Excerpt provided
Skip to content
  • Martin KaFai Lau's avatar
    bpf: Introduce bpf sk local storage · 6ac99e8f
    Martin KaFai Lau authored
    After allowing a bpf prog to
    - directly read the skb->sk ptr
    - get the fullsock bpf_sock by "bpf_sk_fullsock()"
    - get the bpf_tcp_sock by "bpf_tcp_sock()"
    - get the listener sock by "bpf_get_listener_sock()"
    - avoid duplicating the fields of "(bpf_)sock" and "(bpf_)tcp_sock"
      into different bpf running context.
    this patch is another effort to make bpf's network programming
    more intuitive to do (together with memory and performance benefit).
    When bpf prog needs to store data for a sk, the current practice is to
    define a map with the usual 4-tuples (src/dst ip/port) as the key.
    If multiple bpf progs require to store different sk data, multiple maps
    have to be defined.  Hence, wasting memory to store the duplicated
    keys (i.e. 4 tuples here) in each of the bpf map.
    [ The smallest key could be the sk pointer itself which requires
      some enhancement in the verifier and it is a separate topic. ]
    Also, the bpf prog needs to clean up the elem when sk is freed.
    Otherwise, the bpf map will become full and un-usable quickly.
    The sk-free tracking currently could be done during sk state
    transition (e.g. BPF_SOCK_OPS_STATE_CB).
    The size of the map needs to be predefined which then usually ended-up
    with an over-provisioned map in production.  Even the map was re-sizable,
    while the sk naturally come and go away already, this potential re-size
    operation is arguably redundant if the data can be directly connected
    to the sk itself instead of proxy-ing through a bpf map.
    This patch introduces sk->sk_bpf_storage to provide local storage space
    at sk for bpf prog to use.  The space will be allocated when the first bpf
    prog has created data for this particular sk.
    The design optimizes the bpf prog's lookup (and then optionally followed by
    an inline update).  bpf_spin_lock should be used if the inline update needs
    to be protected.
    To define a bpf "sk-local-storage", a BPF_MAP_TYPE_SK_STORAGE map (new in
    this patch) needs to be created.  Multiple BPF_MAP_TYPE_SK_STORAGE maps can
    be created to fit different bpf progs' needs.  The map enforces
    BTF to allow printing the sk-local-storage during a system-wise
    sk dump (e.g. "ss -ta") in the future.
    The purpose of a BPF_MAP_TYPE_SK_STORAGE map is not for lookup/update/delete
    a "sk-local-storage" data from a particular sk.
    Think of the map as a meta-data (or "type") of a "sk-local-storage".  This
    particular "type" of "sk-local-storage" data can then be stored in any sk.
    The main purposes of this map are mostly:
    1. Define the size of a "sk-local-storage" type.
    2. Provide a similar syscall userspace API as the map (e.g. lookup/update,
       map-id, map-btf...etc.)

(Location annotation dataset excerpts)
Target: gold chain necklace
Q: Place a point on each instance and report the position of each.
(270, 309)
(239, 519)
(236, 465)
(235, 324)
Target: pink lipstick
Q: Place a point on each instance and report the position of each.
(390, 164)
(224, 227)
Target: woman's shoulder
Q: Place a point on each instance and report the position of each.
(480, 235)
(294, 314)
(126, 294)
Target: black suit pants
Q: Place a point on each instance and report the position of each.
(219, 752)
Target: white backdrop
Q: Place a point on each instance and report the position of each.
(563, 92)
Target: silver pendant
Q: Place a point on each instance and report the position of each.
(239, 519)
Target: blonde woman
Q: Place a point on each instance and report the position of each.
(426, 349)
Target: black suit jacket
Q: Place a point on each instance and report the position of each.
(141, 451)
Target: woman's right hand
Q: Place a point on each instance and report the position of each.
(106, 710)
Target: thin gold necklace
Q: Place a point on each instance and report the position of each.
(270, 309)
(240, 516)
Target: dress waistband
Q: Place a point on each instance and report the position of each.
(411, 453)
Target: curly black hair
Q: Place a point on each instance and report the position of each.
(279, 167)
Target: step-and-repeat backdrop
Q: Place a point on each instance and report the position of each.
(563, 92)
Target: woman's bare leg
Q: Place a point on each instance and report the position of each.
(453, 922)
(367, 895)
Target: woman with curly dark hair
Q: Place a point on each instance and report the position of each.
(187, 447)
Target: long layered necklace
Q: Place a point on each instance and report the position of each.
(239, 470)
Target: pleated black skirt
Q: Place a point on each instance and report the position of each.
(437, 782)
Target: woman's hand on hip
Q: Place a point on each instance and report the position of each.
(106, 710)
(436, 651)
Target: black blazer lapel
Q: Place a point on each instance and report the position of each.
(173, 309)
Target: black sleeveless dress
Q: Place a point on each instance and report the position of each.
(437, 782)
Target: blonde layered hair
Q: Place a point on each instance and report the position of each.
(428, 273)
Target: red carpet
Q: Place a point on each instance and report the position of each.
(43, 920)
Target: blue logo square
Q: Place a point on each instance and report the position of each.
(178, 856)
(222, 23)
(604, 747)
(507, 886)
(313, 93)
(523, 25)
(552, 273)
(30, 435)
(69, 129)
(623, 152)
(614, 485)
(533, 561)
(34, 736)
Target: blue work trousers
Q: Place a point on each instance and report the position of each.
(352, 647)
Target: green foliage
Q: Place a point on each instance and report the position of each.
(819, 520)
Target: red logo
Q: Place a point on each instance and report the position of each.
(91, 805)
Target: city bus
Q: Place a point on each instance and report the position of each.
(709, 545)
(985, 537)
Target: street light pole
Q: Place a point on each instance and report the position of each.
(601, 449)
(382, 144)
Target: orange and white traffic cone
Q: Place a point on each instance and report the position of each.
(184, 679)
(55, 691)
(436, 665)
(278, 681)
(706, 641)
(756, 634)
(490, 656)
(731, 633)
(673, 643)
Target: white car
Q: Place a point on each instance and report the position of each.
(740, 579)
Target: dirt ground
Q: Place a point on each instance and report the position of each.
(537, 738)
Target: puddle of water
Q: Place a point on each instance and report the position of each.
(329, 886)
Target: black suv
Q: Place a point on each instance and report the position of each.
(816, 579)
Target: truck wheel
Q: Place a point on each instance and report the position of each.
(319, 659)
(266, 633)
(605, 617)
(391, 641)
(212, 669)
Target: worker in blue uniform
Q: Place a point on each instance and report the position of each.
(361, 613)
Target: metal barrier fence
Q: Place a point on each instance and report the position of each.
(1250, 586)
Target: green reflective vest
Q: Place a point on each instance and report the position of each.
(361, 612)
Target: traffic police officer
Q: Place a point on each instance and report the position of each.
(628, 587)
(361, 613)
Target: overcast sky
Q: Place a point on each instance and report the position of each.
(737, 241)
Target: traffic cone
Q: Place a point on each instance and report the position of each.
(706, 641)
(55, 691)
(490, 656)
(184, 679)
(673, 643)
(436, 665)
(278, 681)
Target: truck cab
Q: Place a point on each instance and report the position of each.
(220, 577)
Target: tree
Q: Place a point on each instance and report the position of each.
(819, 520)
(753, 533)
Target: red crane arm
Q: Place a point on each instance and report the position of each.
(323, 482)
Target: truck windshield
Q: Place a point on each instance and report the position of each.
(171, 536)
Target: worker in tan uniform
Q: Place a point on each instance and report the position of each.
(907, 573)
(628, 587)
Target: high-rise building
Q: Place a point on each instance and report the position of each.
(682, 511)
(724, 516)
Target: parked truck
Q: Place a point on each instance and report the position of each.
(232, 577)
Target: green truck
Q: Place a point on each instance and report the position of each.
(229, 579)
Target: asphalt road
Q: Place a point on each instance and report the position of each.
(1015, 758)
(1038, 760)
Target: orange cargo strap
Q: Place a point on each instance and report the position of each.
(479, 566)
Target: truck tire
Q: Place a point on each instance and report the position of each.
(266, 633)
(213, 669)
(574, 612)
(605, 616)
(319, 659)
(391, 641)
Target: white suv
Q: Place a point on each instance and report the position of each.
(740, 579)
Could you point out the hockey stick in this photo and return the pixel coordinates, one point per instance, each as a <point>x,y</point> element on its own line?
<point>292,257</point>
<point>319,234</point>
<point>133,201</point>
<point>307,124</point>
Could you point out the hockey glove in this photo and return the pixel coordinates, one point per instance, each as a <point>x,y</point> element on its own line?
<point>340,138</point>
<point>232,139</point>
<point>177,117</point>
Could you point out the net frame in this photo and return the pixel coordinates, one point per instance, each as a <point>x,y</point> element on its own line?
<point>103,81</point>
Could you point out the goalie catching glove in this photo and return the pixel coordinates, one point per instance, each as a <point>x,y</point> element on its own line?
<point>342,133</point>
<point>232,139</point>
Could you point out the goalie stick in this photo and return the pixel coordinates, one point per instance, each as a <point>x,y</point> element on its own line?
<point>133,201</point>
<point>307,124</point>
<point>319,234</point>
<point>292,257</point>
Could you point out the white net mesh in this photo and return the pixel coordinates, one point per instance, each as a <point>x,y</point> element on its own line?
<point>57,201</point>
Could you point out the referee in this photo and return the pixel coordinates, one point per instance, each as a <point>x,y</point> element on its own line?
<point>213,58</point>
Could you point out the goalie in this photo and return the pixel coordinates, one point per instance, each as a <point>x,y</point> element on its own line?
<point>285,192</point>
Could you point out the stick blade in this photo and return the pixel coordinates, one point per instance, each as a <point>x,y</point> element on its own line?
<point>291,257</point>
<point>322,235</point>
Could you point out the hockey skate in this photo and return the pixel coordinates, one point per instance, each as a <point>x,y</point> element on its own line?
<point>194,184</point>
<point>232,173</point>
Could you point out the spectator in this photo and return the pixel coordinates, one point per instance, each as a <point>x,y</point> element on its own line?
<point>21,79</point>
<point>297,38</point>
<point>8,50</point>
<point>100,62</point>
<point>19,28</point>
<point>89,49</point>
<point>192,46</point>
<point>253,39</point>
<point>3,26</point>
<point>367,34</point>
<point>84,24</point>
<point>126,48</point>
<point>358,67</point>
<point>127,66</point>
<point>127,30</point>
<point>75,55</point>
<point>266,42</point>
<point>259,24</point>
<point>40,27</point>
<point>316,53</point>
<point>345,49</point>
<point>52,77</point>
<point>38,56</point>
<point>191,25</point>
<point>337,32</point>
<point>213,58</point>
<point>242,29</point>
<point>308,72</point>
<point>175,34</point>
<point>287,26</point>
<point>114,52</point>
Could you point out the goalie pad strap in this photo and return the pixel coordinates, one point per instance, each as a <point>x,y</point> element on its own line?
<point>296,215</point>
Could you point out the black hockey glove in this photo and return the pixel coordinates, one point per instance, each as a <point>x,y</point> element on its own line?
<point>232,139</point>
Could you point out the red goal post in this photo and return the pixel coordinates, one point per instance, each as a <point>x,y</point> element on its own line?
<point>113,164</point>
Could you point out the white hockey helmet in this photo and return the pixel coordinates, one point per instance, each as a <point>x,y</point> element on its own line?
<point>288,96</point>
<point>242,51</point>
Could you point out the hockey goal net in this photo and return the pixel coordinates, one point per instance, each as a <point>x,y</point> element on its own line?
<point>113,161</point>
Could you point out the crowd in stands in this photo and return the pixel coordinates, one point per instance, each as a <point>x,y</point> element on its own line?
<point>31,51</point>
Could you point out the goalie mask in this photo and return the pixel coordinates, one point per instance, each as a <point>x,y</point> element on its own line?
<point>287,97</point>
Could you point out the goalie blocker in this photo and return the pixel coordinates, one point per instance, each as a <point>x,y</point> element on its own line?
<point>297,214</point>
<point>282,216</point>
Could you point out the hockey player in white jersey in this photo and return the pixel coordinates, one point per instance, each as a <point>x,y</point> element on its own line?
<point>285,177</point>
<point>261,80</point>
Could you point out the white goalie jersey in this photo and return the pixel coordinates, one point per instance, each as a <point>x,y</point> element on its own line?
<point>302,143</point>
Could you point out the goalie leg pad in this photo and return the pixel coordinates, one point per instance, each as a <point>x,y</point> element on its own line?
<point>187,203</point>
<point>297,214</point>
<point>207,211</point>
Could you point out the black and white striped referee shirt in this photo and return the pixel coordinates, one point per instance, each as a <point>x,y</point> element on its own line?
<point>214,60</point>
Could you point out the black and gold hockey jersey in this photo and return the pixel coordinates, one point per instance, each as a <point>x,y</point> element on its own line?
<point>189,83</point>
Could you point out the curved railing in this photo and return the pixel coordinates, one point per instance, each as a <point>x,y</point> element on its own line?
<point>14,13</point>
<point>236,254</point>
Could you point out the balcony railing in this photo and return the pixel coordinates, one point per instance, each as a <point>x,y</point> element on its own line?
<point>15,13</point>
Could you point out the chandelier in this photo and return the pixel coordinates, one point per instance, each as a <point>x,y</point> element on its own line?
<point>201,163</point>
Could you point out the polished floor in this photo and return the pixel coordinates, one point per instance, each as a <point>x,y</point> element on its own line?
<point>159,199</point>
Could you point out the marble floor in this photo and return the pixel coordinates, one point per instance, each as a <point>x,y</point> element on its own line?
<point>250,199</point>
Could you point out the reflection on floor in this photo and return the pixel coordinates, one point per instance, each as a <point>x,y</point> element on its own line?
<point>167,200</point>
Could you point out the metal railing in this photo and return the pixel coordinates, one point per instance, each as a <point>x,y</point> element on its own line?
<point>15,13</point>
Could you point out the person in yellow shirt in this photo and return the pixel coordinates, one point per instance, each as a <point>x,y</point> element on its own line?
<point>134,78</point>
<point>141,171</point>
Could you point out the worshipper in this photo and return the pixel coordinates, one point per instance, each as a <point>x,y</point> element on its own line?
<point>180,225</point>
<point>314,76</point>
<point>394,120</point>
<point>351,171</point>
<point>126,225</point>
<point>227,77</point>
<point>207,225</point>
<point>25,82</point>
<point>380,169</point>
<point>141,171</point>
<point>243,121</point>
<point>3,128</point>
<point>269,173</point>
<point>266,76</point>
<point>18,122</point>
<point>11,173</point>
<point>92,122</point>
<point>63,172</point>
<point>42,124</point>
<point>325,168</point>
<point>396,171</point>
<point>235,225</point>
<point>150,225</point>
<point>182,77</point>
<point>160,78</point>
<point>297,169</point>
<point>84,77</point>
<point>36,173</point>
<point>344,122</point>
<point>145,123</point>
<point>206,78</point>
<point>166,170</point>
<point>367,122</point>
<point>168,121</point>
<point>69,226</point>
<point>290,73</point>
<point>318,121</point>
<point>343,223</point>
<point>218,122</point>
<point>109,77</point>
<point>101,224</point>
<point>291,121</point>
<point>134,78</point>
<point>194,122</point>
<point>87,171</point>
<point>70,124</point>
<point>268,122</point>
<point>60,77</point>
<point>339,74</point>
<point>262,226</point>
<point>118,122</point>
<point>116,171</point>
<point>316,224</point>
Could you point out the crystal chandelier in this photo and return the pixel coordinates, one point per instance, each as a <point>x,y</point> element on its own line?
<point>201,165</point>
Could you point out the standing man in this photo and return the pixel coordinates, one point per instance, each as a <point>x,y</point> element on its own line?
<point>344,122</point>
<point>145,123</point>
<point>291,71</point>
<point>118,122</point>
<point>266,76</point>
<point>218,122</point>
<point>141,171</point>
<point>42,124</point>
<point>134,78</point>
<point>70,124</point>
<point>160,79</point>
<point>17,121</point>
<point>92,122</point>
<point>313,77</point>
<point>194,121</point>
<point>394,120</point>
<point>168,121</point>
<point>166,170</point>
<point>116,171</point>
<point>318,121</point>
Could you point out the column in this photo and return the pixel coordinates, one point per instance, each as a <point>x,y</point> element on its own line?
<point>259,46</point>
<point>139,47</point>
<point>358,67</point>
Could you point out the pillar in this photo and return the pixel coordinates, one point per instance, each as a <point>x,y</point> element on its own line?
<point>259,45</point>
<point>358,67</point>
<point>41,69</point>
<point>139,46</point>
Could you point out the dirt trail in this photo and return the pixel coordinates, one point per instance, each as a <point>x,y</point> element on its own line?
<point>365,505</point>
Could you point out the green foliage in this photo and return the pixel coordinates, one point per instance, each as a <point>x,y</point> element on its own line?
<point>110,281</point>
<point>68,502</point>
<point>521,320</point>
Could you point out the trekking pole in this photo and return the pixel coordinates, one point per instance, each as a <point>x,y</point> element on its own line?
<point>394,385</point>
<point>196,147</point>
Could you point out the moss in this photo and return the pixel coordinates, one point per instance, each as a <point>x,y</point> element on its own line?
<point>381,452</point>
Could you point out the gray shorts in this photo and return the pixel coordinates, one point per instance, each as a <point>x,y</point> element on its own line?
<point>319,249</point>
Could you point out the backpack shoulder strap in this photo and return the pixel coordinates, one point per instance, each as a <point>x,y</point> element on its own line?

Exercises to complete
• A. In the commit message on bpf sk local storage, when is the local storage space at a sk allocated?
• B. Pick up the commit message on bpf sk local storage right after its last line and continue writing it.
The records have no connection to the commit message on bpf sk local storage.

Answers in order
• A. It is allocated when the first bpf prog has created data for that particular sk.

• B.
    3. Keep track of all sk's storages of this "type" and clean them up
       when the map is freed.
    The main lookup/update/delete is done on sk->sk_bpf_storage (which
    is a "struct bpf_sk_storage").  When doing a lookup,
    the "map" pointer is now used as the "key" to search on the
    sk_storage->list.  The "map" pointer is actually serving
    as the "type" of the "sk-local-storage" that is being
    To allow very fast lookup, it should be as fast as looking up an
    array at a stable-offset.  At the same time, it is not ideal to
    set a hard limit on the number of sk-local-storage "type" that the
    system can have.  Hence, this patch takes a cache approach.
    The last search result from sk_storage->list is cached in
    sk_storage->cache[] which is a stable sized array.  Each
    "sk-local-storage" type has a stable offset to the cache[] array.
    In the future, a map's flag could be introduced to do cache
    opt-out/enforcement if it became necessary.
    The cache size is 16 (i.e. 16 types of "sk-local-storage").
    Programs can share map.  On the program side, having a few bpf_progs
    running in the networking hotpath is already a lot.  The bpf_prog
    should have already consolidated the existing sock-key-ed map usage
    to minimize the map lookup penalty.  16 has enough runway to grow.
    All sk-local-storage data will be removed from sk->sk_bpf_storage
    during sk destruction.
    bpf_sk_storage_get() and bpf_sk_storage_delete():
    Instead of using bpf_map_(lookup|update|delete)_elem(),
    the bpf prog needs to use the new helper bpf_sk_storage_get() and
    bpf_sk_storage_delete().  The verifier can then enforce the
    ARG_PTR_TO_SOCKET argument.  The bpf_sk_storage_get() also allows to
    "create" new elem if one does not exist in the sk.  It is done by
    the new BPF_SK_STORAGE_GET_F_CREATE flag.  An optional value can also be
    provided as the initial value during BPF_SK_STORAGE_GET_F_CREATE.
    The BPF_MAP_TYPE_SK_STORAGE also supports bpf_spin_lock.  Together,
    it has eliminated the potential use cases for an equivalent
    bpf_map_update_elem() API (for bpf_prog) in this patch.
    Misc notes:
    1. map_get_next_key is not supported.  From the userspace syscall
       perspective,  the map has the socket fd as the key while the map
       can be shared by pinned-file or map-id.
       Since btf is enforced, the existing "ss" could be enhanced to pretty
       print the local-storage.
       Supporting a kernel defined btf with 4 tuples as the return key could
       be explored later also.
    2. The sk->sk_lock cannot be acquired.  Atomic operations is used instead.
       e.g. cmpxchg is done on the sk->sk_bpf_storage ptr.
       Please refer to the source code comments for the details in
       synchronization cases and considerations.
    3. The mem is charged to the sk->sk_omem_alloc as the sk filter does.
    Here is the benchmark data collected by turning on
    the "kernel.bpf_stats_enabled" sysctl.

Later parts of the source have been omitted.